Exercise objective → State only how many lines in the items below contain the string "water". Case counts, so a line matches only if the string appears there with the same capitalization.

Record extracts →
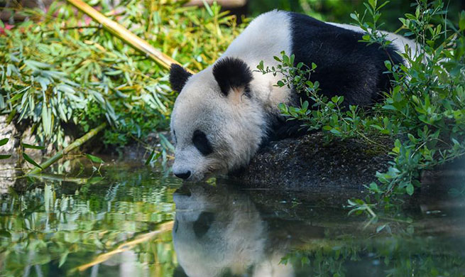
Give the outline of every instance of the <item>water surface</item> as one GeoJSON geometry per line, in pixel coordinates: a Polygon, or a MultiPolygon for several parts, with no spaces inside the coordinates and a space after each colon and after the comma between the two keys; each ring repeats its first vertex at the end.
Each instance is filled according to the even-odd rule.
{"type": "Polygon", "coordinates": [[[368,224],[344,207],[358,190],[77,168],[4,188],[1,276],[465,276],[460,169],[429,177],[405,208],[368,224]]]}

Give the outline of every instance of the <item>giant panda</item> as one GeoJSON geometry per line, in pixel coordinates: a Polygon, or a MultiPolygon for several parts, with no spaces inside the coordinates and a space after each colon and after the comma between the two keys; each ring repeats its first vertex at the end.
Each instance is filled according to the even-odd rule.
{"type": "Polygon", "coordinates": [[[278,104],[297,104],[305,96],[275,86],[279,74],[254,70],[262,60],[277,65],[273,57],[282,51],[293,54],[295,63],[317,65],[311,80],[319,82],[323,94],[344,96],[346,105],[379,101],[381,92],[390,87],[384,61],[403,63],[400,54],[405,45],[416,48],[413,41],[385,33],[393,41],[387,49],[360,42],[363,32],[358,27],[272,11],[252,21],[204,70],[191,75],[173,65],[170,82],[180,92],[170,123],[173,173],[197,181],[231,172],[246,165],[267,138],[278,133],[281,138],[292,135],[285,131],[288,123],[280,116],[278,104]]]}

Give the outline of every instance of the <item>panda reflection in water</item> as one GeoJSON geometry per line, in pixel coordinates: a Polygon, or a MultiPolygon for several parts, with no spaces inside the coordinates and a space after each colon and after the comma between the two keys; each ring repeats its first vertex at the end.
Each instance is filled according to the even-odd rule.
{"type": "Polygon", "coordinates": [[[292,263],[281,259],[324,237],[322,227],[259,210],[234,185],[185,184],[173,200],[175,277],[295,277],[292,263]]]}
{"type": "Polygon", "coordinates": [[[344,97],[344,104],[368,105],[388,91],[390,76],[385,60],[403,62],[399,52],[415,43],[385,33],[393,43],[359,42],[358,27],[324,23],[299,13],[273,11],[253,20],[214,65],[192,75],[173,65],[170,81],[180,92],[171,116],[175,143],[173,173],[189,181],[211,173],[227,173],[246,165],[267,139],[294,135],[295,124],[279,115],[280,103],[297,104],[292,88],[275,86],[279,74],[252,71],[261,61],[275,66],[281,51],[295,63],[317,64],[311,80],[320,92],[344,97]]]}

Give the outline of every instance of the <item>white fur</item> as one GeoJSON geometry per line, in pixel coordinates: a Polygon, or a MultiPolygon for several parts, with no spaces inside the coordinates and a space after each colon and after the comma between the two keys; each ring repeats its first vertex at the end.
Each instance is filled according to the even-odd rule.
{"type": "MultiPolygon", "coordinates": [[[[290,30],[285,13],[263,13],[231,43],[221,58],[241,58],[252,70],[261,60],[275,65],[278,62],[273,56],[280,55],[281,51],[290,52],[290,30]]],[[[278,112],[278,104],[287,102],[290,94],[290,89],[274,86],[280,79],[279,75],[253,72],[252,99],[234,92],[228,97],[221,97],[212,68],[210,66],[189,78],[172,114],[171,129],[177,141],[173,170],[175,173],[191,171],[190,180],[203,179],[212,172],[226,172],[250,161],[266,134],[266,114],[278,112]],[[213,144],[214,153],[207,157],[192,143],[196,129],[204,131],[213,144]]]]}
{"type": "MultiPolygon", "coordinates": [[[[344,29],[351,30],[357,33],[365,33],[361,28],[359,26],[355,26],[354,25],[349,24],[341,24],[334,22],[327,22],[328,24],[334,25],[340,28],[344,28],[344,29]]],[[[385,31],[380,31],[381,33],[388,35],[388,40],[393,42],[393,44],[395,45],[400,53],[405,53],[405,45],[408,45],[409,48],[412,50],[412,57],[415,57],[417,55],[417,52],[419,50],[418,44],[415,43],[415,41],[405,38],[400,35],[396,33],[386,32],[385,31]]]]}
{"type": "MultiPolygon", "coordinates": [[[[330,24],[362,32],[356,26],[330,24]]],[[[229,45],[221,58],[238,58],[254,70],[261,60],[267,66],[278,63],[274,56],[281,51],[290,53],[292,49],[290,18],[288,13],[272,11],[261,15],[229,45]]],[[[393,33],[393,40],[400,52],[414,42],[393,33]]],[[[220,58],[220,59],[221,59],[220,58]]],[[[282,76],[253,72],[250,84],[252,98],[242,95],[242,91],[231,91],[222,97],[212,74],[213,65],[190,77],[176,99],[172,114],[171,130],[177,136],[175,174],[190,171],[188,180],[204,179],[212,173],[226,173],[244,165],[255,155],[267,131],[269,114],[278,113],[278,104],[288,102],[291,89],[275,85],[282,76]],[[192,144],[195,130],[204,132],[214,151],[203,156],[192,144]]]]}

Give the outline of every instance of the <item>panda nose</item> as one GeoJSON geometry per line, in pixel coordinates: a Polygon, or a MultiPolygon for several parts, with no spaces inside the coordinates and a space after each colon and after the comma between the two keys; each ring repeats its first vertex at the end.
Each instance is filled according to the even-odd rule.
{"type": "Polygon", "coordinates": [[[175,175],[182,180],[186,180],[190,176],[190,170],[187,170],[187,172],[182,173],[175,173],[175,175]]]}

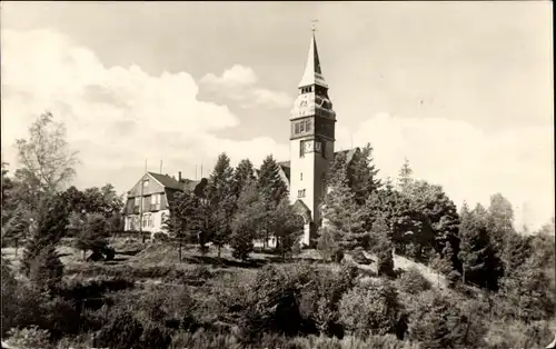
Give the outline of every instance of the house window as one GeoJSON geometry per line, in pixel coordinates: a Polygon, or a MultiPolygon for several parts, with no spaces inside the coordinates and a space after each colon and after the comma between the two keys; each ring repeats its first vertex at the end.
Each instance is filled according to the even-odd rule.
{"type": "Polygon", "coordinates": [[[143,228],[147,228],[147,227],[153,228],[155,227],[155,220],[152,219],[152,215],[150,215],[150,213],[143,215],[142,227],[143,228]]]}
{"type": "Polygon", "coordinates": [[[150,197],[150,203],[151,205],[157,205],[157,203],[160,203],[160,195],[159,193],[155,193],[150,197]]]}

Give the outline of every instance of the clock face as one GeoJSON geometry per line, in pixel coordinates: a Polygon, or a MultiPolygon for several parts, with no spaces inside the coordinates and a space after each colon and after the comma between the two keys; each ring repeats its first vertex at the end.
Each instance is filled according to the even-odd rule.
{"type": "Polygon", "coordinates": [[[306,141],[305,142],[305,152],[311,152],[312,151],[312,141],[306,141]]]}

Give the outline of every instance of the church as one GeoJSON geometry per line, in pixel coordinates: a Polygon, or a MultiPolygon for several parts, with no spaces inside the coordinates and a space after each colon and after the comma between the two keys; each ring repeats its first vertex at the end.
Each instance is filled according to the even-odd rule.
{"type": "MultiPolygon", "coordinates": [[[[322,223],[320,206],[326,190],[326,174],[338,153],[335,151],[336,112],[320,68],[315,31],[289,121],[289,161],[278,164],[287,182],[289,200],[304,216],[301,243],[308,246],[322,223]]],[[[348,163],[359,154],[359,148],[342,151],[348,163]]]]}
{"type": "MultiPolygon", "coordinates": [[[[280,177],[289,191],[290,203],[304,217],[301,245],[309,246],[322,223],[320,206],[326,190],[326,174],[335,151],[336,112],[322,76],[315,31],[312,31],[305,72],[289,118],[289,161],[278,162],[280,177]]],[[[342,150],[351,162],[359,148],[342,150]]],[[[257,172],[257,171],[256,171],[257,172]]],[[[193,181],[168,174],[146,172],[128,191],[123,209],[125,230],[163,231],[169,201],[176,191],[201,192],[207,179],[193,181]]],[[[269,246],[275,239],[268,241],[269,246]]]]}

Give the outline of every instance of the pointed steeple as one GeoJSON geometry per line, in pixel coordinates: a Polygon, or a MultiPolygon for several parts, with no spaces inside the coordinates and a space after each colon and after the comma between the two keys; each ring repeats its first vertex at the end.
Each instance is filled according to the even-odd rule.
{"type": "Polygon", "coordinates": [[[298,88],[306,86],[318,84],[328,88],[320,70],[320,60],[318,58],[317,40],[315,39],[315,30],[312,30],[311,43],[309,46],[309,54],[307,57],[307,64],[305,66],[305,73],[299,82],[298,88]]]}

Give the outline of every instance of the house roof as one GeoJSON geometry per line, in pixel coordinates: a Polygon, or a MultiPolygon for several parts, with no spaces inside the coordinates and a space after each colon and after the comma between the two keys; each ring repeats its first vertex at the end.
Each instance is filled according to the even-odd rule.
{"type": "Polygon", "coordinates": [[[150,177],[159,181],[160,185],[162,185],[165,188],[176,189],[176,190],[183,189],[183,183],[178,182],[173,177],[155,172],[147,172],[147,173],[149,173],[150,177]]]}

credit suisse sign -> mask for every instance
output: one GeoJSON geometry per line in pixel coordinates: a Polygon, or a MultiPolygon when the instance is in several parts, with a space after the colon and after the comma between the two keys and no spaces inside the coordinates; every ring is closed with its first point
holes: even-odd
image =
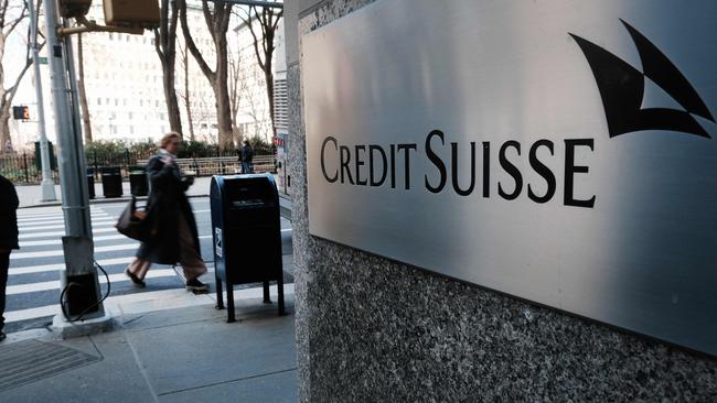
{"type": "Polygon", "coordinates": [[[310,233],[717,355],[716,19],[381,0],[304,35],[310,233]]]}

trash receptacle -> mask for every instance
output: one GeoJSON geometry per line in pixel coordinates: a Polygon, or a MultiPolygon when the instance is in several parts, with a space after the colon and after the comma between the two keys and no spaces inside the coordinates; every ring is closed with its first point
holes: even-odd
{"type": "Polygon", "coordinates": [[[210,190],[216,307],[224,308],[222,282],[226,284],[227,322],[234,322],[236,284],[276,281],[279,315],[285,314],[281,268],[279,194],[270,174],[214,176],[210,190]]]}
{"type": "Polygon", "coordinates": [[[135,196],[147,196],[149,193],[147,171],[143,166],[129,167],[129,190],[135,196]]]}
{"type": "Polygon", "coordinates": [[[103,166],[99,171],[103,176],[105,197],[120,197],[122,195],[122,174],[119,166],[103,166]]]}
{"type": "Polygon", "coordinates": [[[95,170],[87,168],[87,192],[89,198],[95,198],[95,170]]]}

Written answer → 2